_Source passage_
Vanguard Equity-Income VEIRX has one new manager who stood pat, while the other made upgrades.

Portfolio manager Matthew Hand of subadvisor Wellington Management runs two thirds of the fund’s assets solo, after longtime skipper Michael Reckmeyer retired effective June 30, 2022. Hand joined the firm and team in 2004 as an analyst, entered its portfolio manager training program in 2018, and rose to the portfolio’s helm alongside Reckmeyer in October 2021. This fund marks his first public experience as a portfolio manager.

As of Oct. 1, 2021, Sharon Hill runs the rest of the fund’s assets within Vanguard’s Quantitative Equity Group. Hill joined Vanguard in August 2019 as a quantitative investing veteran after two decades at Macquarie Group. She became a named manager here in early 2021 and took full charge following the retirements of James Stetler and Binbin Guo later that year.

While Hand retained Wellington’s process for its sleeve, Hill has made good changes for QEG’s portion. Like his predecessor, Hand invests in roughly 60-70 dividend-payers that he thinks have a nice balance of growth prospects and low valuation. Hill, however, has replaced a broad stock-selection model with one aimed at dividend-paying stocks.

_Stored data_
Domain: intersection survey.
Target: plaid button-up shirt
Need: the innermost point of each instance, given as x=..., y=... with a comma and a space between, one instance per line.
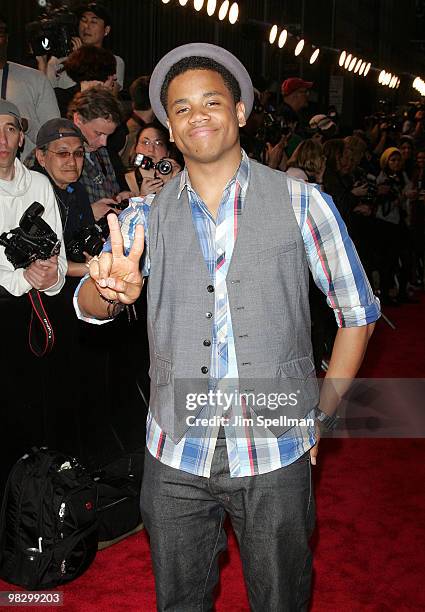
x=336, y=269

_Goal of the exercise_
Copy out the full Vanguard Equity-Income passage above, word for word.

_Final result_
Vanguard Equity-Income VEIRX has one new manager who stood pat, while the other made upgrades.

Portfolio manager Matthew Hand of subadvisor Wellington Management runs two thirds of the fund’s assets solo, after longtime skipper Michael Reckmeyer retired effective June 30, 2022. Hand joined the firm and team in 2004 as an analyst, entered its portfolio manager training program in 2018, and rose to the portfolio’s helm alongside Reckmeyer in October 2021. This fund marks his first public experience as a portfolio manager.

As of Oct. 1, 2021, Sharon Hill runs the rest of the fund’s assets within Vanguard’s Quantitative Equity Group. Hill joined Vanguard in August 2019 as a quantitative investing veteran after two decades at Macquarie Group. She became a named manager here in early 2021 and took full charge following the retirements of James Stetler and Binbin Guo later that year.

While Hand retained Wellington’s process for its sleeve, Hill has made good changes for QEG’s portion. Like his predecessor, Hand invests in roughly 60-70 dividend-payers that he thinks have a nice balance of growth prospects and low valuation. Hill, however, has replaced a broad stock-selection model with one aimed at dividend-paying stocks.